> AIM: Copy out the blog post below about why NFTs don't work for games, word for word and in full.

> DOCUMENT EXTRACT:

####################

Site icon Jacob Robinson

Why NFTs Don’t Work For Games

Crypto gaming and pay-to-earn is a classic case of people being ignorant to history and making the same age-old mistakes. Here’s why.

(tl;dr: Something something beanie babies)

Those of you who know me and read this blog know two things:

  1. I am not holistically anti-crypto. I have sizable stakes in Braintrust and Gitcoin and have often gushed about how crypto can solve problems related to grant-making, freelance work, etc. Hell, I am not even necessarily anti-NFT — while I deplore those ugly, glorified profile pictures with the same integrity as a late 2000s Newgrounds dress-up game, there are a lot of artists out in the NFT space who putting in honest, wonderful work (see Oreste Mercado’s photography or Daeho Cha’s Weirdo Witches series)
  2. I have always (meaning, pre-crypto) had a problem with play-to-earn games. While I don’t want to spoil this entire blog post right in the introduction, there are some reasons for which games fundamentally do not work as earning vehicles, at least in any serious aspect.

This article is not meant to be some inflamed polemic against NFTs in games — a lot of people have already done that. Rather, this is meant to be a somewhat boring, realistic, and (in some ways) depressing analysis on how gaming NFTs cannot work. I am not making moral arguments here, I am making technical ones.

With that in mind, let us begin.

####################

> SUPPLIED MATERIAL:
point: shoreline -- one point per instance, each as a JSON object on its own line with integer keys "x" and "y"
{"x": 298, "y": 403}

####################

> OUTPUT FOR THIS EXERCISE:
Site icon Jacob Robinson

Why NFTs Don’t Work For Games

Crypto gaming and pay-to-earn is a classic case of people being ignorant to history and making the same age-old mistakes. Here’s why.

(tl;dr: Something something beanie babies)

Those of you who know me and read this blog know two things:

  1. I am not holistically anti-crypto. I have sizable stakes in Braintrust and Gitcoin and have often gushed about how crypto can solve problems related to grant-making, freelance work, etc. Hell, I am not even necessarily anti-NFT — while I deplore those ugly, glorified profile pictures with the same integrity as a late 2000s Newgrounds dress-up game, there are a lot of artists out in the NFT space who putting in honest, wonderful work (see Oreste Mercado’s photography or Daeho Cha’s Weirdo Witches series)
  2. I have always (meaning, pre-crypto) had a problem with play-to-earn games. While I don’t want to spoil this entire blog post right in the introduction, there are some reasons for which games fundamentally do not work as earning vehicles, at least in any serious aspect.

This article is not meant to be some inflamed polemic against NFTs in games — a lot of people have already done that. Rather, this is meant to be a somewhat boring, realistic, and (in some ways) depressing analysis on how gaming NFTs cannot work. I am not making moral arguments here, I am making technical ones.

With that in mind, let us begin.